Set exercise: Render the entries as a Markdown table with the columns "No." and "Line", starting at the line that contains "Note to the class: indicate the eyeglasses" and ending with the final line of the entries, both included. Omit blank lines.

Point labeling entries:
○ ○ ○

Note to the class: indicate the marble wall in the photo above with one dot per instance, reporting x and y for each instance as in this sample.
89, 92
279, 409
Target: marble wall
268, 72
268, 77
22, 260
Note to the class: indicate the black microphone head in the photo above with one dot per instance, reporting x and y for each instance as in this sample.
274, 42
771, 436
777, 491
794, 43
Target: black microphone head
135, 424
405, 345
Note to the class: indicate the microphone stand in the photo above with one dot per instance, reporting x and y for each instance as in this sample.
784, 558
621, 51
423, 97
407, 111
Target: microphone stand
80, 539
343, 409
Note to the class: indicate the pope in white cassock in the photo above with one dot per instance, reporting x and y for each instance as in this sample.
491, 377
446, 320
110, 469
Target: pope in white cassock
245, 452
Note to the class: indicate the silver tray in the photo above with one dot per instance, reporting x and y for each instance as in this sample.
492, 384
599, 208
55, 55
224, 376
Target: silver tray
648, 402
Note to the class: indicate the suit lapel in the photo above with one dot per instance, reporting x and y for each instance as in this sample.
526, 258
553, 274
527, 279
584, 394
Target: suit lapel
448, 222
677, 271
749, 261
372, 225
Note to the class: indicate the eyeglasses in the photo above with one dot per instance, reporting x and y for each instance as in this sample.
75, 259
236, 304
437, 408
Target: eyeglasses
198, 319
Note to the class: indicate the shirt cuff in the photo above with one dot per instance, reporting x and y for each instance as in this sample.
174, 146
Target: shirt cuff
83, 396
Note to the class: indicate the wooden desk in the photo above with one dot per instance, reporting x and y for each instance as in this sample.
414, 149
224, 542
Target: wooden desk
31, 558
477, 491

○ ○ ○

Full answer:
| No. | Line |
|---|---|
| 1 | Note to the class: indicate the eyeglasses in the photo above with one dot per instance, reporting x and y for each instance as in this sample. |
| 2 | 75, 259 |
| 3 | 236, 304 |
| 4 | 437, 408 |
| 5 | Target: eyeglasses |
| 6 | 198, 319 |
| 7 | Note to the class: indicate the shirt cuff in the photo above with one dot per instance, reporting x and y for each instance as in this sample. |
| 8 | 174, 146 |
| 9 | Target: shirt cuff |
| 10 | 83, 396 |
| 11 | Note to the class: indicate the wooden desk in the photo above with one dot per instance, reporting x and y for each instance as in this sample. |
| 12 | 414, 149 |
| 13 | 224, 542 |
| 14 | Target: wooden desk |
| 15 | 31, 558 |
| 16 | 477, 491 |